▸ Source passage:
MU Applied Mathematics 4 - December 2015 Exam Question Paper

MU Electronics and Telecom Engineering (Semester 4)
Applied Mathematics 4
December 2015

Total marks: --
Total time: --

INSTRUCTIONS
(1) Assume appropriate data and state your reasons
(2) Marks are given to the right of every question
(3) Draw neat diagrams wherever necessary

1 (a) Find the extremal of \( \int_{x_4}^{x_1} (2xy - y^{-/2}) dx \)

5 M

1 (b) Find an orthonormal basis for the subspaces of R³ by applying gram-Schmidt process where S={(1, 2, 0) (0, 3, 1)}.

5 M

1 (c) Show that Eigen values of unitary matrix are of unit modulus.

5 M

1 (d) Evaluate \( \int \dfrac {dz}{z^3 (z+4)} \text { where }|z|=4 \)

5 M

2 (a) Find the complete solution of \( \int^{x_1}_{z_0} (2xy - y^{1/2})dx \)

6 M

2 (b) Find the Eigen value and Eigen vectors of the matrix A^3 where \( A=\begin{bmatrix} 4 &6 &6 \\1 &3 &2 \\-1 &-5 &-2 \end{bmatrix} \)

6 M

2 (c) Find expansion of \( f(z) = \dfrac {1} {(1+z^2)(z+2)} \) indicating region of convergence.

8 M

3 (a) Verify Cayley-Hamilton Theorem and find the value A⁶⁴ for the matrix \( A= \begin{bmatrix} 1 &2 \\2 &-1 \end{bmatrix}\)

6 M

3 (b) Using Cauchy's Residue Theorem evaluate \( \int^\infty_{-\alpha} \dfrac {x^2}{x^6 +1}dx \)

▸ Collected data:

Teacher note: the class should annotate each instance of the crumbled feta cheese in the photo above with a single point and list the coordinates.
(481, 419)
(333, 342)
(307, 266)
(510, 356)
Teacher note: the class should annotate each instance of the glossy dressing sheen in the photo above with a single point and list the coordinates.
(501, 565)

▸ Goals:
1. List every instruction given in the exam paper's INSTRUCTIONS section.
2. Continue the Applied Mathematics exam paper from its final line.

▸ The results:
1.
(1) Assume appropriate data and state your reasons
(2) Marks are given to the right of every question
(3) Draw neat diagrams wherever necessary

2.
6 M

3 (c) Show that a closed curve 'C' of given fixed length (perimeter) which encloses maximum area is a circle.

8 M

4 (a) State and prove Cauchy-Schwartz inequality. Verify the inequality for vector u=(-4, 2, 1) and v=(8, -4, 2).

6 M

4 (b) Reduce the quadratic form xy+yz+zx to diagonal form through congruent transformation.

6 M

4 (c) If \( A= \begin{bmatrix} \frac {3}{2} & \frac {1}{2} \\ \frac {1}{2} & \frac {3}{2} \end{bmatrix} \) then find e^A and 4^A with the help of Modal Matrix.

8 M

5 (a) Solve the boundary value problem \( \int^1_0 (2xy+y^2 - y^2) dx, \ 0\le x \le 1, \ y(0)=0, \ y(1)=0 \) by Rayleigh - Ritz Method.

6 M

5 (b) If W={∝; ∝∈Rⁿ and a₁ ≥ 0} a subset of V=Rⁿ with ∝=(a₁, a₂ ....... a_n) in Rⁿ (n≥3.). Show that W is not a subspace of V by giving suitable counter example.

6 M

5 (c) Show that the matrix \( A=\begin{bmatrix} 8 &-8 &-2 \\4 &-3 &-2 \\3 &-4 &1 \end{bmatrix} \) is similar to diagonal matrix. Find the diagonalising matrix and diagonal form.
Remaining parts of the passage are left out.